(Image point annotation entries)

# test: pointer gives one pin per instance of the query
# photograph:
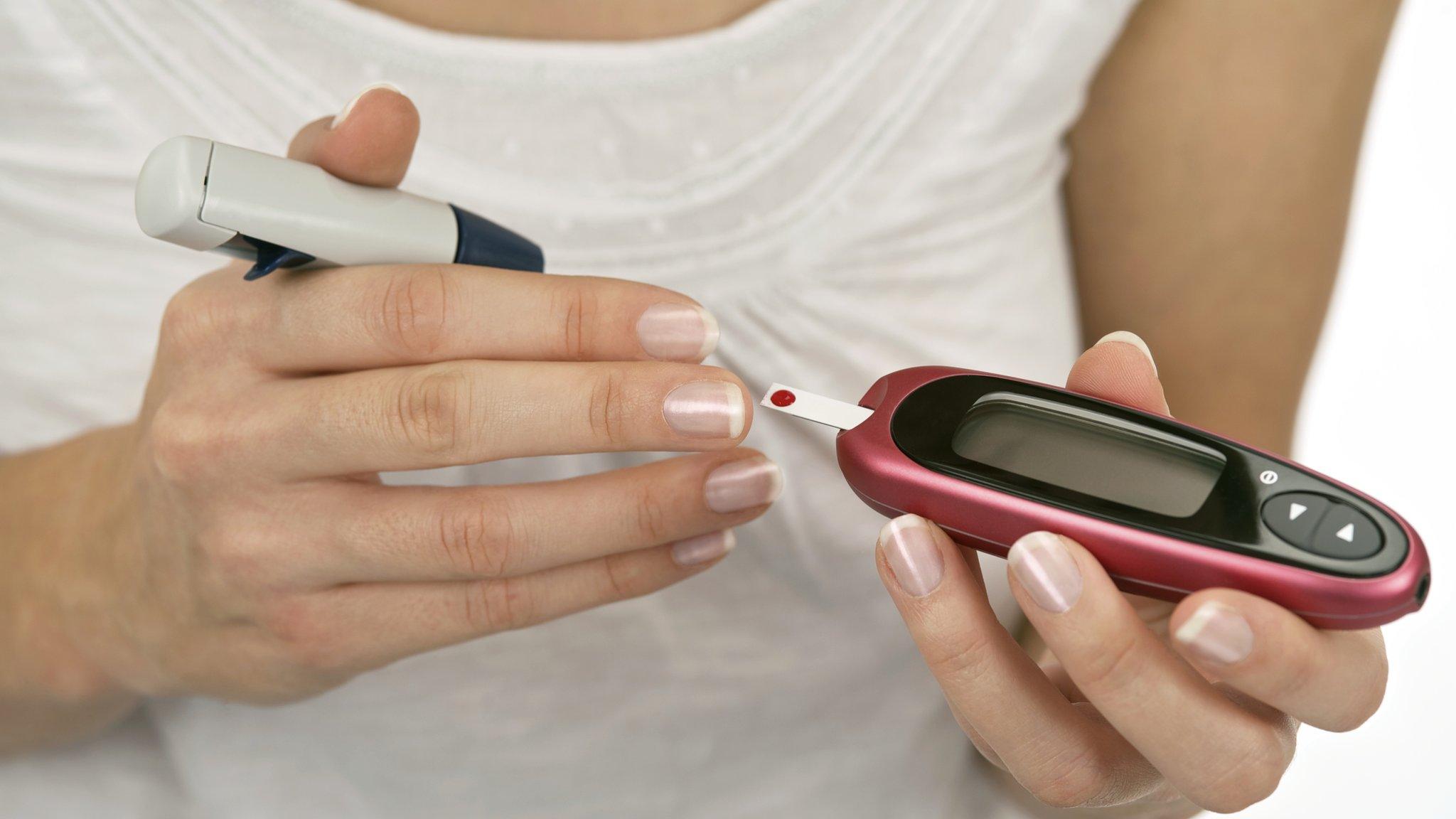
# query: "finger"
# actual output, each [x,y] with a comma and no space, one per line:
[1120,368]
[1329,680]
[369,141]
[370,624]
[476,412]
[414,534]
[1221,755]
[379,316]
[996,692]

* _Instructions for the task_: Every entry must be written out exactly, with all pictures left out.

* _Task response_:
# test: pointer gives one pin per instance of the query
# photograph:
# query: "finger"
# actual output, each [x,y] with a comma and no space, one per line:
[1120,368]
[1329,680]
[369,141]
[370,624]
[476,412]
[414,534]
[1221,755]
[379,316]
[996,692]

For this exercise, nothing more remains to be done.